* Selected text:
====

For some reason, despite the scary premise of a story that begins with a huge child harvest leaving a town with only eight kiddos afterward, I couldn't help but pick up Bump in the Night when I found out this was a fighters versus boogymen sort of tale. I've never really read any books that were purely and simply about the battle between forces of darkness and those who protect children from them.
In his first novel, Michael Johnson manages to scare, humor, amaze and sadden me -- all in 260 pages.
Bump in the Night follows the story of the eight children who survive the harvest. They then make it their mission to save some of the adults who have been silently fighting the boogymen in the shadows. Not just a few valiant adults, but other children who've been inducted, and most importantly the sentinels of all child-kind: teddy bears, action figures, and all manner of toys that keep them company at night, have been fighting the good fight for years and years.
I mentioned before that this is Johnson's first novel. That being said, I have a few things I should mention that I enjoyed about his writing.
First, the writing style is visual. Johnson is also a theater instructor so it's easy to assume that being able to visualize everything is an important element to the story. Though Bump in the Night largely takes place in the real world, Johnson also does a bit of world-building when the main cast inevitably experiences passing through other-worldly realms in which time runs differently and all the creatures of folk and fantasy can be found. This is where the visual storytelling shined brightest.
Second, Johnson isn't afraid to "abuse" or kill off his well-crafted characters. I'm not necessarily a fan of that kind of drama (I don't look for it, so to speak), but I can appreciate when a creator has the guts to let go of a dear friend. It caused me grief while reading -- and I'm sure that's exactly the reaction the author intended. It was even tougher to read through some of the rough parts of this book because most of the protagonists are young kids.
Finally, I like it when stories are complete (I have closure) but still leave room for expansion. Bump in the Night can stand on its own as a story of bravery and more than anything, adventure, but there is still much more that could be written. That is, if the author wants to. If not, then Bump is still a more-than-satisfying read for any fantasy/adventure fan.

====

* Stored records:
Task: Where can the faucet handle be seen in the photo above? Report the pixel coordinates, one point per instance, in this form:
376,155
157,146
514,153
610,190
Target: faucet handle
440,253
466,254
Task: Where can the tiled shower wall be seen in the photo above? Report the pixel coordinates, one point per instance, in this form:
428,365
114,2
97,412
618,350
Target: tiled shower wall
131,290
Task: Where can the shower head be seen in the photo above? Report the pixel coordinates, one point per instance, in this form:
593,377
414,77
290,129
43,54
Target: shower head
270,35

====

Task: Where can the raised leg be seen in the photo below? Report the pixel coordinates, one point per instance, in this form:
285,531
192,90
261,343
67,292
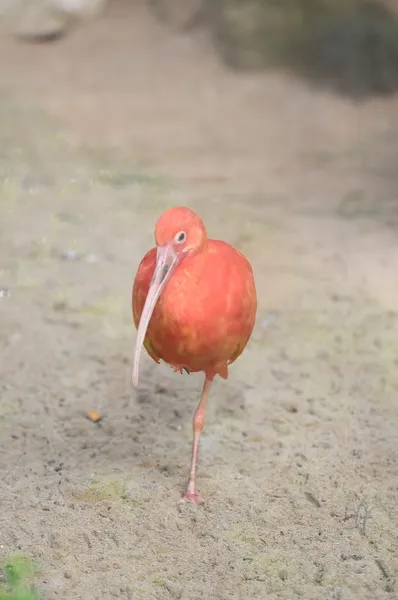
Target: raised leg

====

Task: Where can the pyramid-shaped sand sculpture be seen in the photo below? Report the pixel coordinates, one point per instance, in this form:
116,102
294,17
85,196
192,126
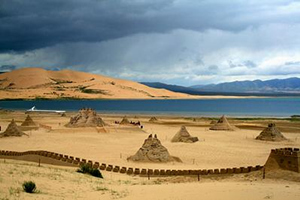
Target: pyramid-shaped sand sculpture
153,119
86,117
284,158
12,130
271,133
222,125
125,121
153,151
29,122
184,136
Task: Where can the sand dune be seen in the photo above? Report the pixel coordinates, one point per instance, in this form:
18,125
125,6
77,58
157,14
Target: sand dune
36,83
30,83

====

* Job 1: In the book review, how many children are left in the town after the harvest?
* Job 2: Transcribe the book review, starting at "In his first" and ending at "about his writing.".
The data stands apart from the book review.

* Correct answer 1: Eight.

* Correct answer 2:
In his first novel, Michael Johnson manages to scare, humor, amaze and sadden me -- all in 260 pages.
Bump in the Night follows the story of the eight children who survive the harvest. They then make it their mission to save some of the adults who have been silently fighting the boogymen in the shadows. Not just a few valiant adults, but other children who've been inducted, and most importantly the sentinels of all child-kind: teddy bears, action figures, and all manner of toys that keep them company at night, have been fighting the good fight for years and years.
I mentioned before that this is Johnson's first novel. That being said, I have a few things I should mention that I enjoyed about his writing.